** Start of Data provided **

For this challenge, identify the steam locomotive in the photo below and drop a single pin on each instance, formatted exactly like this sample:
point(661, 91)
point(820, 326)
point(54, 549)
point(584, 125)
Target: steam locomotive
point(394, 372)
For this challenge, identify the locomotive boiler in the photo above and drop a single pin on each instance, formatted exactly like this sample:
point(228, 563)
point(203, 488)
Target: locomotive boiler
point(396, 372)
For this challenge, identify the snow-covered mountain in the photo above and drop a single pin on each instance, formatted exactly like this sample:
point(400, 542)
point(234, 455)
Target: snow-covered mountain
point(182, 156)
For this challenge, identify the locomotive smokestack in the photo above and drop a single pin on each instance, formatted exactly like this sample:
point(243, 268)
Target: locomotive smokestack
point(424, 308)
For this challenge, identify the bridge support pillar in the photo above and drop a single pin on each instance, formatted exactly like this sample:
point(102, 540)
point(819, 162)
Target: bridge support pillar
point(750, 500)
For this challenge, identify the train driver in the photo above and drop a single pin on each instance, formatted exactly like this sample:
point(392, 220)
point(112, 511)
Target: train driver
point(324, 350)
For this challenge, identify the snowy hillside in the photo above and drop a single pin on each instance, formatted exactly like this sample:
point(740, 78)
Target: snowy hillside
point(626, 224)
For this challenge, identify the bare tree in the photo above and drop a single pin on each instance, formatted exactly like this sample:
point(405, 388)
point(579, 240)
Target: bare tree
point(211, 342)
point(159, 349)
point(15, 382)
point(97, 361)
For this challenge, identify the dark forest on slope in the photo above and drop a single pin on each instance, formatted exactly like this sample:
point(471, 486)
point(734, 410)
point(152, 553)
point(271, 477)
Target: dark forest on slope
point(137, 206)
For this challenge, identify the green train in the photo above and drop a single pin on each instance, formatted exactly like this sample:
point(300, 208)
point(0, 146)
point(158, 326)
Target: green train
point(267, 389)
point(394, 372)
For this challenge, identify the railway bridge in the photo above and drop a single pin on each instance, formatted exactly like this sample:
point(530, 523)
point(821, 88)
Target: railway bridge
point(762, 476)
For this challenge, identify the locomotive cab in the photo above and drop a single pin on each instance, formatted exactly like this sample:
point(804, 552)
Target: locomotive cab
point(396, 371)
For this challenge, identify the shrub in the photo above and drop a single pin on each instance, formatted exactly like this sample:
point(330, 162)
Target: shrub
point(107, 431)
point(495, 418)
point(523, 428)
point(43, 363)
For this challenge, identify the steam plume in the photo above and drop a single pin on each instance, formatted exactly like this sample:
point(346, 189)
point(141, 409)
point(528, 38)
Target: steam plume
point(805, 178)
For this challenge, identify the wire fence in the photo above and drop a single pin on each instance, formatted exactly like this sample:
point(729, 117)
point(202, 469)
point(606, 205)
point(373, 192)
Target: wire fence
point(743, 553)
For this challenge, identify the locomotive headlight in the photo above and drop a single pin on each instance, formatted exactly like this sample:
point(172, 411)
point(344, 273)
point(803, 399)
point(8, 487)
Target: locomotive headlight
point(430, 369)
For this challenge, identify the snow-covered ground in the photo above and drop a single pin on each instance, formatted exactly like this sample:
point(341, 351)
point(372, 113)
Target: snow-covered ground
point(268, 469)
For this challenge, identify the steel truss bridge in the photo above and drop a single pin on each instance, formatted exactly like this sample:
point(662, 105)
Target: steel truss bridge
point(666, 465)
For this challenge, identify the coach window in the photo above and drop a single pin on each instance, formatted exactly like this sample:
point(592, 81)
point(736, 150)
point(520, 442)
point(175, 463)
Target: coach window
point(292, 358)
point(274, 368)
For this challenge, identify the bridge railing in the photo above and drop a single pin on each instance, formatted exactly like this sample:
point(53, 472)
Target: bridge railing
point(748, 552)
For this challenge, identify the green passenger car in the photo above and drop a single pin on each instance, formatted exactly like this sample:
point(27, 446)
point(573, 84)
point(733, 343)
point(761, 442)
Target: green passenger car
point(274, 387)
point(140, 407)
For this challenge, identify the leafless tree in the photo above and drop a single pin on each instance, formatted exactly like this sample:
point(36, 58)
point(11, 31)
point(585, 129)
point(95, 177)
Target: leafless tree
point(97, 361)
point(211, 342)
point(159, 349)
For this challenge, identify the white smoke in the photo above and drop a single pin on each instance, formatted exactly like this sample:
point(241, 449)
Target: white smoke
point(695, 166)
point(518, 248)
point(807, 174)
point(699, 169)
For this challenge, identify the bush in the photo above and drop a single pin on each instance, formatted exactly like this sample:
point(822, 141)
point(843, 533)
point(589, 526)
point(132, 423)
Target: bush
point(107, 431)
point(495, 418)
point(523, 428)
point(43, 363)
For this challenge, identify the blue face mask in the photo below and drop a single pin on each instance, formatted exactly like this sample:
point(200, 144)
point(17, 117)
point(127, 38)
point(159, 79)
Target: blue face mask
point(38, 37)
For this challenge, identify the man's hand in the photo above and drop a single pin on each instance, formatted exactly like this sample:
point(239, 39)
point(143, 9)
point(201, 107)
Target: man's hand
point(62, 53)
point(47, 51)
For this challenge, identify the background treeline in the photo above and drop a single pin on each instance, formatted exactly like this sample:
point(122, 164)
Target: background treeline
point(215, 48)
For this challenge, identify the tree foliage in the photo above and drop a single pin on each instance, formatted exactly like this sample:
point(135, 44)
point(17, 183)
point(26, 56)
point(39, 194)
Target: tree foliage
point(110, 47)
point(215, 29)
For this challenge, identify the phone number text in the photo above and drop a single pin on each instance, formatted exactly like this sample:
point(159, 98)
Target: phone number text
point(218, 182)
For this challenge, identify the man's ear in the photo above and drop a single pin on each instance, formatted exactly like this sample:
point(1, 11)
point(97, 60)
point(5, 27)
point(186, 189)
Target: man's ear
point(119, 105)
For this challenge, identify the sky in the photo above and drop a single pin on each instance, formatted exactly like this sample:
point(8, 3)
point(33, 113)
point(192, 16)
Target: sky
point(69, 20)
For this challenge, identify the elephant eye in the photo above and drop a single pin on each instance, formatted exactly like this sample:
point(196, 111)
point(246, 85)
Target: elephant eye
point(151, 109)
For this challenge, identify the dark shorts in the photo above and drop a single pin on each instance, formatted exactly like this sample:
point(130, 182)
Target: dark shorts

** End of Data provided **

Problem description: Please copy the records from the line containing "For this challenge, identify the snow-covered ground" through the line containing "point(666, 465)", shifting each answer coordinate up by 143. Every other line in that stretch stays unchanged.

Task answer:
For this challenge, identify the snow-covered ground in the photo above and drop a single pin on each instance, formatted exactly like this sample:
point(341, 351)
point(372, 113)
Target: snow-covered ground
point(411, 612)
For this challenge, identify the steel truss bridge in the photo above and drop a single pin on each instance, formatted exactly like this sample:
point(662, 105)
Target: steel truss bridge
point(809, 608)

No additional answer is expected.